| PROBLEM REQUIREMENTS |
Your task is to quote the material that follows, in full and exactly.

| Records from a point labeling set |
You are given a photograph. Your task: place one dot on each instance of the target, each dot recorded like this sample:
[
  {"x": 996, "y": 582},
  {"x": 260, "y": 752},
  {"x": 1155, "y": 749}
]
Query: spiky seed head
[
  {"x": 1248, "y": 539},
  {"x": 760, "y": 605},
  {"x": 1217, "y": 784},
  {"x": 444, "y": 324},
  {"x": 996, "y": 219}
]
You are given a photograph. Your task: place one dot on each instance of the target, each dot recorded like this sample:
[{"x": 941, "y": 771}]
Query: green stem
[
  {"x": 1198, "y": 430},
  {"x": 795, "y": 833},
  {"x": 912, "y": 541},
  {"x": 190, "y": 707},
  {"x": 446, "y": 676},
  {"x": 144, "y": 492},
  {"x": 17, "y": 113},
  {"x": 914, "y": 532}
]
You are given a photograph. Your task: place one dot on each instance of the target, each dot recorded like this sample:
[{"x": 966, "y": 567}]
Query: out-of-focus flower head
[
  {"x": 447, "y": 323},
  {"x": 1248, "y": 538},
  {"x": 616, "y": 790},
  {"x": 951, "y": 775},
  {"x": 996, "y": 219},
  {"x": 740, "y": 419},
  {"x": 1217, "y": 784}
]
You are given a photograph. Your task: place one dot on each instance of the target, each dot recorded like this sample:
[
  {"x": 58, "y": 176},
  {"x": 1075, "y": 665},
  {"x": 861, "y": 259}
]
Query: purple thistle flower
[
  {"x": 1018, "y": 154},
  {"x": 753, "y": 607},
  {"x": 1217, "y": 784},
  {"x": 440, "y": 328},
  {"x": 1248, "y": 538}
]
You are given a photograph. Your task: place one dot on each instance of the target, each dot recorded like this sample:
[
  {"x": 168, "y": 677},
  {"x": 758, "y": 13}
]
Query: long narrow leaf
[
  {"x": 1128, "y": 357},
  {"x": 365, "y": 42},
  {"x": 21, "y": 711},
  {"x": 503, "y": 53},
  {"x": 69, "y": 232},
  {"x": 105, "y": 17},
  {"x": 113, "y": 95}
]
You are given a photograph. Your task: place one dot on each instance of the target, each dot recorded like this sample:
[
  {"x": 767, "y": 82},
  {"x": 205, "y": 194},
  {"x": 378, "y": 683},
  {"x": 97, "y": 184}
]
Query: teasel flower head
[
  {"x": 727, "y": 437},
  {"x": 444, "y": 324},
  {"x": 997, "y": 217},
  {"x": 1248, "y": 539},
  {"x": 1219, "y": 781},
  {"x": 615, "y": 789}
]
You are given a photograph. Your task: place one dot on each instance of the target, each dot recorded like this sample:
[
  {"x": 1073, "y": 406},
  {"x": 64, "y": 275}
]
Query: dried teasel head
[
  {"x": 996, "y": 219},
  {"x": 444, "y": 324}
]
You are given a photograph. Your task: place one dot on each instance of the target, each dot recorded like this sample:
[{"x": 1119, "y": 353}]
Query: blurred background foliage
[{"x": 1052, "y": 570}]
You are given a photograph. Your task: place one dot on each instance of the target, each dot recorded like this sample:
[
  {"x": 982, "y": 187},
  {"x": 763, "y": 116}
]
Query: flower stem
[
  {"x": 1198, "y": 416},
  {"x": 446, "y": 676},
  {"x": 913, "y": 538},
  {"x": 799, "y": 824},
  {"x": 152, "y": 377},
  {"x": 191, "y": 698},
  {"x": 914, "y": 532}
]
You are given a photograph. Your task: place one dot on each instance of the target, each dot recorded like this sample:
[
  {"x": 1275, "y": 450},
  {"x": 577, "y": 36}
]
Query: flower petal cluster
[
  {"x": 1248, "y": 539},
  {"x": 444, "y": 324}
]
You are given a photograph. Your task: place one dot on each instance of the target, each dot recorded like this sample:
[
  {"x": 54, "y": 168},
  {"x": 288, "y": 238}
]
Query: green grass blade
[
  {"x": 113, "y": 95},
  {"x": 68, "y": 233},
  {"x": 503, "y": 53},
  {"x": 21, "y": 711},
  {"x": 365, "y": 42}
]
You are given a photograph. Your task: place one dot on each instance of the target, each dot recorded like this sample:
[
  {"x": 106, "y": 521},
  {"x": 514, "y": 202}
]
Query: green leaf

| WRITTEN SOLUTION |
You are given a photograph. Your task: place one dot on each instance of the target, each dot recorded like this sample:
[
  {"x": 996, "y": 582},
  {"x": 260, "y": 752},
  {"x": 1155, "y": 749}
]
Query: spiky seed head
[
  {"x": 1248, "y": 539},
  {"x": 760, "y": 605},
  {"x": 1217, "y": 784},
  {"x": 444, "y": 324},
  {"x": 996, "y": 219}
]
You are given a photograph. Your task: place one dot on each instance of the target, each dot recorded like this sample:
[{"x": 941, "y": 771}]
Query: green stem
[
  {"x": 1198, "y": 430},
  {"x": 795, "y": 833},
  {"x": 912, "y": 541},
  {"x": 190, "y": 707},
  {"x": 446, "y": 676},
  {"x": 144, "y": 492},
  {"x": 17, "y": 113},
  {"x": 914, "y": 532}
]
You are given a photograph. Your task: place one dot on each instance of the target, each dot recorded like this sample:
[{"x": 966, "y": 567}]
Query: out-of-focus flower head
[
  {"x": 447, "y": 323},
  {"x": 1248, "y": 538},
  {"x": 616, "y": 790},
  {"x": 951, "y": 775},
  {"x": 996, "y": 219},
  {"x": 740, "y": 419},
  {"x": 1217, "y": 784}
]
You are given a photograph. Your task: place one dot on each instance of the target, each dot recorded like this sample:
[
  {"x": 58, "y": 176},
  {"x": 1075, "y": 665},
  {"x": 861, "y": 259}
]
Query: purple thistle flower
[
  {"x": 1018, "y": 154},
  {"x": 753, "y": 607},
  {"x": 1217, "y": 784},
  {"x": 440, "y": 328},
  {"x": 1248, "y": 538}
]
You are given a photograph. Your task: place one dot on each instance of the target, each dot recorded like this sample:
[
  {"x": 168, "y": 677},
  {"x": 758, "y": 13}
]
Query: long narrow leaf
[
  {"x": 1128, "y": 357},
  {"x": 365, "y": 42},
  {"x": 21, "y": 711},
  {"x": 503, "y": 53},
  {"x": 69, "y": 232},
  {"x": 105, "y": 17},
  {"x": 113, "y": 95}
]
You are given a photograph. Your task: place one dot on each instance of the target, each dot recorded like this sample:
[
  {"x": 767, "y": 82},
  {"x": 205, "y": 194},
  {"x": 378, "y": 683},
  {"x": 97, "y": 184}
]
Query: teasel flower head
[
  {"x": 727, "y": 437},
  {"x": 444, "y": 324},
  {"x": 997, "y": 217},
  {"x": 1248, "y": 539},
  {"x": 1219, "y": 781},
  {"x": 615, "y": 789}
]
You are given a photograph. Your task: place one dot on each instance of the target, each dot recorded like this sample:
[
  {"x": 1073, "y": 406},
  {"x": 64, "y": 275}
]
Query: dried teasel head
[
  {"x": 996, "y": 219},
  {"x": 444, "y": 324}
]
You are given a photograph. Your task: place one dot on each instance of the target, each dot recorded like this sample:
[{"x": 1119, "y": 353}]
Query: blurred background foliage
[{"x": 1052, "y": 570}]
You are given a photograph. Your task: place one dot on each instance of the target, each dot recorded like this sample:
[
  {"x": 982, "y": 187},
  {"x": 763, "y": 116}
]
Query: flower stem
[
  {"x": 1198, "y": 416},
  {"x": 446, "y": 676},
  {"x": 913, "y": 538},
  {"x": 799, "y": 824},
  {"x": 152, "y": 377},
  {"x": 191, "y": 698},
  {"x": 914, "y": 532}
]
You are given a photograph. Your task: place one dot on each instance of the target, each dot recorded like this sample:
[
  {"x": 1275, "y": 450},
  {"x": 577, "y": 36}
]
Query: flower petal cluster
[
  {"x": 1248, "y": 539},
  {"x": 444, "y": 324}
]
You are given a photograph. Your task: place one dot on each instance of the target, each dot recorded like this sample:
[
  {"x": 54, "y": 168},
  {"x": 288, "y": 238}
]
Query: green grass blade
[
  {"x": 113, "y": 95},
  {"x": 68, "y": 233},
  {"x": 503, "y": 53},
  {"x": 21, "y": 711},
  {"x": 365, "y": 42}
]
You are given a photograph. Your task: place one dot on each instance of the target, each dot recorded like this sample:
[
  {"x": 106, "y": 521},
  {"x": 514, "y": 202}
]
Query: green leaf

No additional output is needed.